• [Assignment]:
Could you print the lines below exactly, from the one holding "Habitat-census task: mark the chair seat" through the last line, with no other output?

• [Records shown]:
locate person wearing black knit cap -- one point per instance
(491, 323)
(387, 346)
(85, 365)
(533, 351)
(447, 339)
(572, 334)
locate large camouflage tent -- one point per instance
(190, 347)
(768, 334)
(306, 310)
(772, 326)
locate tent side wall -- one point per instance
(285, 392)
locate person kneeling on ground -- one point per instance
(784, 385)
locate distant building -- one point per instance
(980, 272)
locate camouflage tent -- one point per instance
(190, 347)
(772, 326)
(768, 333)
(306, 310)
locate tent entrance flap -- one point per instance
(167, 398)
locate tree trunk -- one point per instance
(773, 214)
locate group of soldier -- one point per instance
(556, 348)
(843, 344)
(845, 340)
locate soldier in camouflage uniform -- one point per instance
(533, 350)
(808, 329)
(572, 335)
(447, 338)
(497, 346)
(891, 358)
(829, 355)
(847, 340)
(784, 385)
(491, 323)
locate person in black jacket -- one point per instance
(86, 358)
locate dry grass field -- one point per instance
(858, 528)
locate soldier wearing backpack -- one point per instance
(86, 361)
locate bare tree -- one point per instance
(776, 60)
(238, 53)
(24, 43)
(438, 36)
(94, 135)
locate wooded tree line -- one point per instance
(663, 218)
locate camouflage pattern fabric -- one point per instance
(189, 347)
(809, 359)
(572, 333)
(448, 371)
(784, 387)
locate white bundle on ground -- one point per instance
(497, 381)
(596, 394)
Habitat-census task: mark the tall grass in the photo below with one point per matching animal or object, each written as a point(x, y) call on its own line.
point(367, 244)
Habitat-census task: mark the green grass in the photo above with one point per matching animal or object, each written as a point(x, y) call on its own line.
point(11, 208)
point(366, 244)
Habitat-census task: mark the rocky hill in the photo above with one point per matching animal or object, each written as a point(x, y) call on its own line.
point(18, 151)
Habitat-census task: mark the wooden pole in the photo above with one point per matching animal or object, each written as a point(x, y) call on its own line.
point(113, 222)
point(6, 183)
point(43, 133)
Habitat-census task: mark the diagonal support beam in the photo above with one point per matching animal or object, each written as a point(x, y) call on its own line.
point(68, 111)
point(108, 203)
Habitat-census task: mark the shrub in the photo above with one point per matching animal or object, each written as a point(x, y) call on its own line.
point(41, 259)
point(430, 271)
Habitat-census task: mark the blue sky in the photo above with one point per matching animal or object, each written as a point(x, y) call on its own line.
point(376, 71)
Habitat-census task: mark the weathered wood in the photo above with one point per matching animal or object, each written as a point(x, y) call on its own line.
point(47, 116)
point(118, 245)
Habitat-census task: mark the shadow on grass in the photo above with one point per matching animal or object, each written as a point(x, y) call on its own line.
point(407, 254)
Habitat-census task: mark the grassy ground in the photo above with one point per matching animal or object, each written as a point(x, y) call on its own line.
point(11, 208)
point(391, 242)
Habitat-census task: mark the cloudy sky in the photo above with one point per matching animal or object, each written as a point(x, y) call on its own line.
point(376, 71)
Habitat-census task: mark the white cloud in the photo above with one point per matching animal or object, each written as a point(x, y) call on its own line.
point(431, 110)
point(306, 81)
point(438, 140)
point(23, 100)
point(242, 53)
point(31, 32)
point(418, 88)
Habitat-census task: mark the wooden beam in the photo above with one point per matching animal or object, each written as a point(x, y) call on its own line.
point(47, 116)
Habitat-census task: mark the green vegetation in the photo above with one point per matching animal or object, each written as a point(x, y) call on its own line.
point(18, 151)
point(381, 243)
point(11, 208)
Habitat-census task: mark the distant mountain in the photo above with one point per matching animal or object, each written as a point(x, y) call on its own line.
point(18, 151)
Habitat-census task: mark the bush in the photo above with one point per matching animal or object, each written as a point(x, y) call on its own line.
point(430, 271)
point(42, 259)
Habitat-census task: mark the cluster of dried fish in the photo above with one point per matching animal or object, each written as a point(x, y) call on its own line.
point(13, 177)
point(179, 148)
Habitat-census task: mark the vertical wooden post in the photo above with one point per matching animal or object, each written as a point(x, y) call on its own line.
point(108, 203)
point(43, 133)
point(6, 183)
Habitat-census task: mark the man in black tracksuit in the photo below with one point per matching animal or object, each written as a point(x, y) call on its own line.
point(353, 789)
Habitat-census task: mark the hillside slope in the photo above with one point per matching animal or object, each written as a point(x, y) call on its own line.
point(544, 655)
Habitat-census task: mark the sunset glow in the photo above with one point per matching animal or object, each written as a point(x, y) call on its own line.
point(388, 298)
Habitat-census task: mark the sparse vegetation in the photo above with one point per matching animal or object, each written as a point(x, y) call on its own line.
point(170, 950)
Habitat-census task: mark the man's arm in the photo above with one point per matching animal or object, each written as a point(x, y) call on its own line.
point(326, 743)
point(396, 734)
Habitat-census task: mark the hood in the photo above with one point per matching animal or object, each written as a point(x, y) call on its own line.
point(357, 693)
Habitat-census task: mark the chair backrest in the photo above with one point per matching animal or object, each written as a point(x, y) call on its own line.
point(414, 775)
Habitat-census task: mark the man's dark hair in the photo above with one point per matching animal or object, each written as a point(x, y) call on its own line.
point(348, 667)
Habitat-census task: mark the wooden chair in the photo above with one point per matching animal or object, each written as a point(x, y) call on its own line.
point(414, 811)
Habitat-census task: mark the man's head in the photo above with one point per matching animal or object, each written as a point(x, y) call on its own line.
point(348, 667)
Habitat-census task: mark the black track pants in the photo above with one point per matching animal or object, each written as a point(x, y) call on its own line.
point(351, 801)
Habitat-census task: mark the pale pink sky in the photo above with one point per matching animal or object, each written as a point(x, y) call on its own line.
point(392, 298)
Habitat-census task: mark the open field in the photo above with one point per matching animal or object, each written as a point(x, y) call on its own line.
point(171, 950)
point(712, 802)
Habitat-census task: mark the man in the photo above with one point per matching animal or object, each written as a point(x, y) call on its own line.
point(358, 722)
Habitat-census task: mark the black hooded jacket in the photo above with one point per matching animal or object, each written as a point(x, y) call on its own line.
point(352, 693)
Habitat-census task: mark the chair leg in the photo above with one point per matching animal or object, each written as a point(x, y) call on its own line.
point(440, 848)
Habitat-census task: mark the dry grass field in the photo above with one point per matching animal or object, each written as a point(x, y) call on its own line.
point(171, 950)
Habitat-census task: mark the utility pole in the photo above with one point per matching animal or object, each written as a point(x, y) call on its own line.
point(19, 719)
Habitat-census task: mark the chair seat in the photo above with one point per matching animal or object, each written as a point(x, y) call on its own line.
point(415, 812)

• [Answer area]:
Habitat-census task: mark the chair seat in the photo above with one point per matching animal or object, each written as a point(x, y) call on its own line.
point(415, 812)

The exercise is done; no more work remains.